--- start Material provided ---

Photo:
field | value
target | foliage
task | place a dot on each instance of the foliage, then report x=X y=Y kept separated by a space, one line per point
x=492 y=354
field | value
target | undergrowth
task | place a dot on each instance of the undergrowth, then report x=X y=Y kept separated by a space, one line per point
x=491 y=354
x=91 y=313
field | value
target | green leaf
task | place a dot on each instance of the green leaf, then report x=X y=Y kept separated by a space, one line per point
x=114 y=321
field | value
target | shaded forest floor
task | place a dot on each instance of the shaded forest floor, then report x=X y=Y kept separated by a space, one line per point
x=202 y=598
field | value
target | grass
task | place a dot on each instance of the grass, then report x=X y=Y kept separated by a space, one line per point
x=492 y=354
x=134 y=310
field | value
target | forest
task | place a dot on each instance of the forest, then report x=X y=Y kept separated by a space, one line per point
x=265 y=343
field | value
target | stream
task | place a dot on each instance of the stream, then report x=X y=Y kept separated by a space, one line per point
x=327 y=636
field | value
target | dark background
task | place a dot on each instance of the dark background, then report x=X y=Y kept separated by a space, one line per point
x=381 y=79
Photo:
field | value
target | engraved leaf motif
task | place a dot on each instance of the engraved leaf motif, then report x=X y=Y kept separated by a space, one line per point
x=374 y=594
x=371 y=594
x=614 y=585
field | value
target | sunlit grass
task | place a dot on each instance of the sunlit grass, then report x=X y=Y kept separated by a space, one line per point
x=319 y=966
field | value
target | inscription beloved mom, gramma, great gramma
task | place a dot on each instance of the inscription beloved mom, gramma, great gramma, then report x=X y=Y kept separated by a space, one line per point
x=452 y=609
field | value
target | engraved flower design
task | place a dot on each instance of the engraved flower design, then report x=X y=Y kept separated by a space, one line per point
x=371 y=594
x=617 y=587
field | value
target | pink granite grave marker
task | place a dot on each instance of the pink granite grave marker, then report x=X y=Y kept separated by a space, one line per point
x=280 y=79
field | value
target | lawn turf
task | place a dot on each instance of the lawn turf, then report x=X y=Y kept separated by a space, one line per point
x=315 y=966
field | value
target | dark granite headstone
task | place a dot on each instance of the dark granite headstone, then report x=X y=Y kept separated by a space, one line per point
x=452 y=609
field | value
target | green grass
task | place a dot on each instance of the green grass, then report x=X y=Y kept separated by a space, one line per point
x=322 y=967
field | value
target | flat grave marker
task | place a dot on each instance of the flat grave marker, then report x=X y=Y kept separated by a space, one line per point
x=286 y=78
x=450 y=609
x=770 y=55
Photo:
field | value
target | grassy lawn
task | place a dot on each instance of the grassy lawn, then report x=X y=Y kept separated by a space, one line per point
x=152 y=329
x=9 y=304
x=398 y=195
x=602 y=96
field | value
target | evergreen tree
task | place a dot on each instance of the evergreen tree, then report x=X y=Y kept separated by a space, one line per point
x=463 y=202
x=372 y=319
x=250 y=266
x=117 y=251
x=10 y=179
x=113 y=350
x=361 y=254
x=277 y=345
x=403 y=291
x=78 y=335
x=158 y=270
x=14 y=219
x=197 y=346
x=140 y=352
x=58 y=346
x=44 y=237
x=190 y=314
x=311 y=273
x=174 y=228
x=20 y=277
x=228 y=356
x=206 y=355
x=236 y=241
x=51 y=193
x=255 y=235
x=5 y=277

--- end Material provided ---

* **Set task**
Will you copy the entries from the beginning through the line containing "x=134 y=310", inclusive, line for line, increasing every x and y coordinate in the answers by 32 and leaving all other text unchanged?

* **Answer to the exercise**
Photo:
field | value
target | foliage
task | place a dot on each instance of the foliage, then report x=X y=Y kept separated by a space, one line per point
x=524 y=386
field | value
target | undergrowth
task | place a dot on each instance of the undergrowth, then report x=X y=Y kept separated by a space, one line per point
x=523 y=386
x=123 y=345
field | value
target | green leaf
task | place a dot on each instance of the green leaf, then report x=X y=Y kept separated by a space, one line per point
x=146 y=353
field | value
target | shaded forest floor
task | place a dot on each instance of the shaded forest floor, then report x=X y=Y kept separated by a space, one line per point
x=234 y=630
field | value
target | grass
task | place a dot on each instance of the grass, then report x=X y=Y kept separated by a space, one line per point
x=524 y=386
x=166 y=342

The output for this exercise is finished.